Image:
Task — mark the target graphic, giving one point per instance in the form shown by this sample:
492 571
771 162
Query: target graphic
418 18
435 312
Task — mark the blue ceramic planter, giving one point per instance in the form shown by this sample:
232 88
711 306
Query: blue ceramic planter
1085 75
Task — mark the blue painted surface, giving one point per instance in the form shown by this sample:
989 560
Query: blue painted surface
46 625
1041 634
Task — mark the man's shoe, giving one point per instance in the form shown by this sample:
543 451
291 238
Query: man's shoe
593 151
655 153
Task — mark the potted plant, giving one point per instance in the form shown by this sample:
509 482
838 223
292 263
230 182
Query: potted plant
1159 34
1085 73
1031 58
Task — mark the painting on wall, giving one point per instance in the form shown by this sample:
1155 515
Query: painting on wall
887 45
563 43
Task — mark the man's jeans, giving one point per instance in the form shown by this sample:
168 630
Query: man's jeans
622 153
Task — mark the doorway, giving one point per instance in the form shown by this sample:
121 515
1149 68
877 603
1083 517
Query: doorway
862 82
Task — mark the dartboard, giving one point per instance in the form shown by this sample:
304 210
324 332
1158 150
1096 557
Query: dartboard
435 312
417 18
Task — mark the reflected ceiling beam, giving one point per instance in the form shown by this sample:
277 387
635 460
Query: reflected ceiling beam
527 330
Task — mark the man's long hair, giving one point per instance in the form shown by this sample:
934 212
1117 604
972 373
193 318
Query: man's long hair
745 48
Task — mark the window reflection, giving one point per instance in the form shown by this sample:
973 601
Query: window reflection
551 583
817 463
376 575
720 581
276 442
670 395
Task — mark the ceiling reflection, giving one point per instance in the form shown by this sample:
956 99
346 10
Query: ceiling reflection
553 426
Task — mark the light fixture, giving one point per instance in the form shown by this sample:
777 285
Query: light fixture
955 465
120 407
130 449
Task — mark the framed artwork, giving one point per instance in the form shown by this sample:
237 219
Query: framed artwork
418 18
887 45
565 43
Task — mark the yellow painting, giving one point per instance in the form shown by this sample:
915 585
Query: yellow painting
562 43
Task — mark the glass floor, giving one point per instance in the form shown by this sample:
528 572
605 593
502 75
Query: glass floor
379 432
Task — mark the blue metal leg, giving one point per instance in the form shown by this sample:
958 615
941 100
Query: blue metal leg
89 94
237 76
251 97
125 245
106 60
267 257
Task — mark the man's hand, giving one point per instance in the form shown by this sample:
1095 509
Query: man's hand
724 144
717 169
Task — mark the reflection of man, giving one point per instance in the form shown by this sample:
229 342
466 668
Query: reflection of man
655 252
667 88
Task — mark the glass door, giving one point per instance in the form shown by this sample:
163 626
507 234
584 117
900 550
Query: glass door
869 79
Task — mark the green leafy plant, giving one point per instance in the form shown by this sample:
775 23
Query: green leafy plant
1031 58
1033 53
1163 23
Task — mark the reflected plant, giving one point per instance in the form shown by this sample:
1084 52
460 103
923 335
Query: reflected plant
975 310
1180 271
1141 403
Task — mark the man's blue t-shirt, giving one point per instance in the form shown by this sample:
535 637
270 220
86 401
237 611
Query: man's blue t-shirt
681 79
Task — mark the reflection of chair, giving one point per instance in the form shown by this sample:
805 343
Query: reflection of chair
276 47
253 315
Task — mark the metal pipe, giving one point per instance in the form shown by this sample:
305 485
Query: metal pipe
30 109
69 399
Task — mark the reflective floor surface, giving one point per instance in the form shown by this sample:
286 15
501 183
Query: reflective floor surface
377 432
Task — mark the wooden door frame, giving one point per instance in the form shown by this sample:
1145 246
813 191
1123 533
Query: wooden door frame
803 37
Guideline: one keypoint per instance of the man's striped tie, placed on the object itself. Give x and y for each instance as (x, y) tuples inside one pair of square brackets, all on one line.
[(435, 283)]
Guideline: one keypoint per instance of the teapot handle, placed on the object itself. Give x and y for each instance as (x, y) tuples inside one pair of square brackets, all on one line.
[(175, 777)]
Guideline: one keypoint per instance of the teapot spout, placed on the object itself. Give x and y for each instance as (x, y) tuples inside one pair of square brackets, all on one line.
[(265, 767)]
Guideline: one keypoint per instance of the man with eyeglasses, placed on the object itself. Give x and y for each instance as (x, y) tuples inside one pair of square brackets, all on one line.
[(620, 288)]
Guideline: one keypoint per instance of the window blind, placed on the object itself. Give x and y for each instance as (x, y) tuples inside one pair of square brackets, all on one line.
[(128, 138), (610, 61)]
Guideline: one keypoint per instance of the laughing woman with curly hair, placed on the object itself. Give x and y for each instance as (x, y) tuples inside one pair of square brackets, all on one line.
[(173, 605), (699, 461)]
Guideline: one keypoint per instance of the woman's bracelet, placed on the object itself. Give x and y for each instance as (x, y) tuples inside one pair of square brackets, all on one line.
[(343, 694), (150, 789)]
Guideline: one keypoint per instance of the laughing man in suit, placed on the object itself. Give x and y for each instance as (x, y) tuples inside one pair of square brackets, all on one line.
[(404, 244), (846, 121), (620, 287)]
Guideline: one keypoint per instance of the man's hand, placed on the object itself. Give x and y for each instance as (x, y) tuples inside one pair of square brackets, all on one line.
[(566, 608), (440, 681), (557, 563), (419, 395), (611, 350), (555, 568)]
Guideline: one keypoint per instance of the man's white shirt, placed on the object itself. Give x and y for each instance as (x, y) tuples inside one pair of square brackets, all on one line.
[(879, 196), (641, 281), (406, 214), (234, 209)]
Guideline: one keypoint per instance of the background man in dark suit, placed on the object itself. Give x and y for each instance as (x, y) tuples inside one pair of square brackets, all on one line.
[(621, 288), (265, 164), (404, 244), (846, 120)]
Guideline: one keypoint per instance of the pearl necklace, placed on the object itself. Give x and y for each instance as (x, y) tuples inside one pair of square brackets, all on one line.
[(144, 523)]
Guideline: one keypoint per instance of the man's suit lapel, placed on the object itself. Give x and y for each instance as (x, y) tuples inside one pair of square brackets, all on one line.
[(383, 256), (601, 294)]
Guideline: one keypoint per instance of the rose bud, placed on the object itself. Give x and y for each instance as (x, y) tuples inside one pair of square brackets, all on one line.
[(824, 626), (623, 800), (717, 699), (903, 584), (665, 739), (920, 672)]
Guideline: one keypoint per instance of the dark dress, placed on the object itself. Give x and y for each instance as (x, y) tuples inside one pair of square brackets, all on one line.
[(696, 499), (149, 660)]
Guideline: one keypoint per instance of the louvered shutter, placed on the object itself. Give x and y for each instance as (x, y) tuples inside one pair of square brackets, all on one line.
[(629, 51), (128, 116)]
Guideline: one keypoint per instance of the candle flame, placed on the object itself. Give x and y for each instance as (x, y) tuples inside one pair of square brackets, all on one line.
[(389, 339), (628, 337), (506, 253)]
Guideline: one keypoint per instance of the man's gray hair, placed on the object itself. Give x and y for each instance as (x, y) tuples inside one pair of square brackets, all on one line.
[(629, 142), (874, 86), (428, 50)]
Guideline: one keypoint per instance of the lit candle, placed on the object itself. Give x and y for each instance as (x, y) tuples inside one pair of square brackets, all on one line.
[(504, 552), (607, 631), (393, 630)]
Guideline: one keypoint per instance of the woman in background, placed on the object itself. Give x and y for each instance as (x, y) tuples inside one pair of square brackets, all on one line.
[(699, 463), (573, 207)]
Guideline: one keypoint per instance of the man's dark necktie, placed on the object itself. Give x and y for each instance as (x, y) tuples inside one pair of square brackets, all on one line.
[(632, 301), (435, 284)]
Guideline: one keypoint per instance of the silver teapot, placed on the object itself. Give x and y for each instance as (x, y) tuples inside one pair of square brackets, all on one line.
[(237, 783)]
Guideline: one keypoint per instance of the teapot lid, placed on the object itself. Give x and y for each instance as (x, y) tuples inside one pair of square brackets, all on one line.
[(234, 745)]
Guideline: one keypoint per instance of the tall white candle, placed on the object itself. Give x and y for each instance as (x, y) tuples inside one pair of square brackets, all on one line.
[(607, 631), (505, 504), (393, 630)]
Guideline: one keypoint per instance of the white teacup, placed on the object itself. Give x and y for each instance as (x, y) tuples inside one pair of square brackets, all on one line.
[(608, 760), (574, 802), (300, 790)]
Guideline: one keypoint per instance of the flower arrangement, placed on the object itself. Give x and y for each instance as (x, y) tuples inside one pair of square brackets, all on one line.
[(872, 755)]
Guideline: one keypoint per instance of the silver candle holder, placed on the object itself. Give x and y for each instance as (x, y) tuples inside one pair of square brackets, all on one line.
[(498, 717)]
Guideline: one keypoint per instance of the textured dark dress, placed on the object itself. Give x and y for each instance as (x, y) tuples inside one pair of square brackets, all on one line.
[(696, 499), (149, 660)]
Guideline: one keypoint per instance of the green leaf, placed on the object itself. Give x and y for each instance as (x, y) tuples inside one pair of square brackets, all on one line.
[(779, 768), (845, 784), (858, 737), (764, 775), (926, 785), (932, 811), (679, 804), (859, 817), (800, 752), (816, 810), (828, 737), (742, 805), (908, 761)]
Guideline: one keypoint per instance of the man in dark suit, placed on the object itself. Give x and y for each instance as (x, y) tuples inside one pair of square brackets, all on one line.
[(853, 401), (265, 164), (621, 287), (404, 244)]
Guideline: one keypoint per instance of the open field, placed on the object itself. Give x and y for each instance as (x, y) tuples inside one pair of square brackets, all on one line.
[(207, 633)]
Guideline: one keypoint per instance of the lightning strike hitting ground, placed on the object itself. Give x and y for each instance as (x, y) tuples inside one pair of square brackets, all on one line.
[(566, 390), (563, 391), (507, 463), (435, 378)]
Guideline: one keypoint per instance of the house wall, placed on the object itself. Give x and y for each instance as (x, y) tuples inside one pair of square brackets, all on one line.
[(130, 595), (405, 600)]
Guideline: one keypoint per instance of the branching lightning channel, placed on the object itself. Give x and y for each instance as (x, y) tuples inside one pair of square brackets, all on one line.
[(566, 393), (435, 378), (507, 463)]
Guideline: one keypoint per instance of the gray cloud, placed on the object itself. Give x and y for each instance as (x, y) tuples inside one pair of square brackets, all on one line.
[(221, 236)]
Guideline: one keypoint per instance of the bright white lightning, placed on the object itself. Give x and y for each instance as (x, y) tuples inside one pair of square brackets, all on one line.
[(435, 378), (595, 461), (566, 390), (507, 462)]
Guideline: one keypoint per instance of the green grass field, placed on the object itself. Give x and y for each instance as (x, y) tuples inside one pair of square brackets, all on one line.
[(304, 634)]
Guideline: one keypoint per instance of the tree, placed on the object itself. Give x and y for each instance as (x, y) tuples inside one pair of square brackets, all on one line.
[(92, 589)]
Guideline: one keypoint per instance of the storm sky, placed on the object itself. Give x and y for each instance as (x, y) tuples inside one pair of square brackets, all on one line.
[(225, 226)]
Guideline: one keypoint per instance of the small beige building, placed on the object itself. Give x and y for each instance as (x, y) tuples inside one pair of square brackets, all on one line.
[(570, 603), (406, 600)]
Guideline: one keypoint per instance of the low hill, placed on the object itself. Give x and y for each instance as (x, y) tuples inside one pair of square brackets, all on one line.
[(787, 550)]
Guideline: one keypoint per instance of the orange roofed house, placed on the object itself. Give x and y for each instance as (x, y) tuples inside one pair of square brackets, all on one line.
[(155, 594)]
......
(What you need to do) Print exactly the lines from the one with "Guideline: one keypoint per instance of the tree, placed" through the end of the data, inclusive.

(Answer to the problem)
Guideline: one keypoint per instance of the tree, placed on the object itself. Give x and y for each instance as (x, y) tuples inside one pair of square brackets, all on one line.
[(92, 589)]
Guideline: one keypoint per instance of the storm sky, placed on the object itself. Give x and y for each instance as (x, y) tuples inside one pair of square brackets, all on one line.
[(225, 226)]
Guideline: one keypoint per instance of the small beige building, placed on the object itself. Give x and y for each instance as (x, y) tuples inside one pair of square brackets, all on one line.
[(570, 603), (406, 600)]
Guideline: one keypoint per instance of the low hill, placed on the object itself. Give x and y for each instance as (x, y) tuples inside one pair of square brackets, all on one line.
[(787, 550)]
Guideline: one keypoint per instance of the orange roofed house, placed on the object itself. Give x and y for each instance as (x, y) tuples inside one pair of square brackets, all on one line.
[(155, 594)]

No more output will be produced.